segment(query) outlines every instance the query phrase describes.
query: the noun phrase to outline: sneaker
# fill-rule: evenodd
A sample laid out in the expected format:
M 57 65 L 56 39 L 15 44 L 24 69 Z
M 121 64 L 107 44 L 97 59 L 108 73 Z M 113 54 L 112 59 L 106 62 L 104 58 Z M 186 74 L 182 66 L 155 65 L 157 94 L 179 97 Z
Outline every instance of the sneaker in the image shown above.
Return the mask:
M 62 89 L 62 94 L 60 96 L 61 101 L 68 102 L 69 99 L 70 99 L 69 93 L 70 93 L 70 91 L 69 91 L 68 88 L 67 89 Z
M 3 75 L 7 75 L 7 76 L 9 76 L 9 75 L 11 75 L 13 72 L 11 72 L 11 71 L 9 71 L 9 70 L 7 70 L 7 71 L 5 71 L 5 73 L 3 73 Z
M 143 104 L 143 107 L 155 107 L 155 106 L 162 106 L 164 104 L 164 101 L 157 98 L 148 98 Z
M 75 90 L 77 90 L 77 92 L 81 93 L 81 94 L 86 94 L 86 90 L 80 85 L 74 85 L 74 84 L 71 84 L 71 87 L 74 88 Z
--
* Given task: Copy all of the data above word for word.

* Completed task:
segment(query) outlines every instance the query phrase describes.
query: the noun phrase to outline: sneaker
# fill-rule: evenodd
A sample laid out in the expected format:
M 57 65 L 56 39 L 15 44 L 24 69 Z
M 121 64 L 107 44 L 97 59 L 108 73 Z M 113 54 L 112 59 L 106 62 L 104 58 Z M 186 74 L 182 66 L 155 65 L 157 94 L 179 97 Z
Outline every instance of the sneaker in the image shown above.
Return the mask:
M 62 89 L 62 94 L 60 96 L 61 101 L 68 102 L 69 99 L 70 99 L 69 93 L 70 93 L 70 91 L 69 91 L 68 88 L 67 89 Z
M 3 75 L 7 75 L 7 76 L 9 76 L 9 75 L 11 75 L 13 72 L 11 72 L 11 71 L 9 71 L 9 70 L 7 70 L 7 71 L 5 71 L 5 73 L 3 73 Z
M 143 104 L 143 107 L 155 107 L 155 106 L 162 106 L 164 104 L 164 101 L 157 98 L 148 98 Z
M 75 90 L 77 90 L 77 92 L 81 93 L 81 94 L 86 94 L 86 90 L 80 85 L 74 85 L 74 84 L 71 84 L 71 87 L 74 88 Z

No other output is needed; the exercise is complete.